(About this task) Two lines in the data below mark the range: the one with "Target: child's dark hair" and the one with "Target: metal fence post". Return both, along with every line between them, exactly.

(Material to process)

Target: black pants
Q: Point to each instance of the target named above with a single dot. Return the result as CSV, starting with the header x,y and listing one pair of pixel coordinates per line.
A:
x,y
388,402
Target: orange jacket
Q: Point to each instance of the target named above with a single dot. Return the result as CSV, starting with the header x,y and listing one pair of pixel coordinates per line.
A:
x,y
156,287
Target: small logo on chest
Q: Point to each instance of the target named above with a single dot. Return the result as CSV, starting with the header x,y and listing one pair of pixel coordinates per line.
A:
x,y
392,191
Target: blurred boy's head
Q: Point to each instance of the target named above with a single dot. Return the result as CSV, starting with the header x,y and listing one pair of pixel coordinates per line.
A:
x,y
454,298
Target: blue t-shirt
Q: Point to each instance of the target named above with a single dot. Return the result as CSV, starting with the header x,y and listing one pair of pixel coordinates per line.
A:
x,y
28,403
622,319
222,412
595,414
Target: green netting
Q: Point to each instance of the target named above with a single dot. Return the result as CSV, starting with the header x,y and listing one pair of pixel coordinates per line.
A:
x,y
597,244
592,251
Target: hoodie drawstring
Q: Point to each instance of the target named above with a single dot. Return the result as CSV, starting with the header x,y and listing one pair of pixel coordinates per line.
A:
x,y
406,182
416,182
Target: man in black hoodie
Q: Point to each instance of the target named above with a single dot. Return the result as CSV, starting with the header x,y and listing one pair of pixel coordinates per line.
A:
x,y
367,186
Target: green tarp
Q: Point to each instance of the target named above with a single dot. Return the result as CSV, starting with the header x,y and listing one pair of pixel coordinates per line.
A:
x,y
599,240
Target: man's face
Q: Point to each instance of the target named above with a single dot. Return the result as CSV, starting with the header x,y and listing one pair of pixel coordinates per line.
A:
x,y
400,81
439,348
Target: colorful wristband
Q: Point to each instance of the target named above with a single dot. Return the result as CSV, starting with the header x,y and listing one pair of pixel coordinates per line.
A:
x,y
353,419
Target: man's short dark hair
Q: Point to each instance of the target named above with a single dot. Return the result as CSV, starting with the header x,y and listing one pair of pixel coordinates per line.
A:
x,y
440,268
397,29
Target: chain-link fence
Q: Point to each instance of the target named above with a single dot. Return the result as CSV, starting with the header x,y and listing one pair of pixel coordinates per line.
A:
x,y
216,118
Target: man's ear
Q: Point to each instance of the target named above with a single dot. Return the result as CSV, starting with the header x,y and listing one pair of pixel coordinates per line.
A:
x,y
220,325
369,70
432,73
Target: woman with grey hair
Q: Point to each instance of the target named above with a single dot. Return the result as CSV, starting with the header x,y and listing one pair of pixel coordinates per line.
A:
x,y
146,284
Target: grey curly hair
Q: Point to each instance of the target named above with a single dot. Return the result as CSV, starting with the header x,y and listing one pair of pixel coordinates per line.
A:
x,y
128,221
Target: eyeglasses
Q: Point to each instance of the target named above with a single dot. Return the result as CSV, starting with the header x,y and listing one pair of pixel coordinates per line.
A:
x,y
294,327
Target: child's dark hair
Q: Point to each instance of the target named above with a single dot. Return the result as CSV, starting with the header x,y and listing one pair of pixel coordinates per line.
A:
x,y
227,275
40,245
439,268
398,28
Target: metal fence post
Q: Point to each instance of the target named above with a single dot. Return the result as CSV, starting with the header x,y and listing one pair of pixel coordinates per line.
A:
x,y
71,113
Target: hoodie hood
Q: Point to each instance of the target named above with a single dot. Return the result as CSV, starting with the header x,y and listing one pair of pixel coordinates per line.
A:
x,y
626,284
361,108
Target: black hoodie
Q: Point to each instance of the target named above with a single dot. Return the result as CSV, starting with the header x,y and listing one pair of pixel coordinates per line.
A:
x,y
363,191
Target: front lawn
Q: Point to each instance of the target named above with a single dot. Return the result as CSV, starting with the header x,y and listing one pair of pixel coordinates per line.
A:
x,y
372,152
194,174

(Exercise result)
Target: child's dark hair
Q: Point to each instance of the target named above with a single dot. Return the result as CSV, starting with the header x,y and listing one pair of pixel coordinates per line.
A:
x,y
227,275
40,245
439,268
398,28
Target: metal fence post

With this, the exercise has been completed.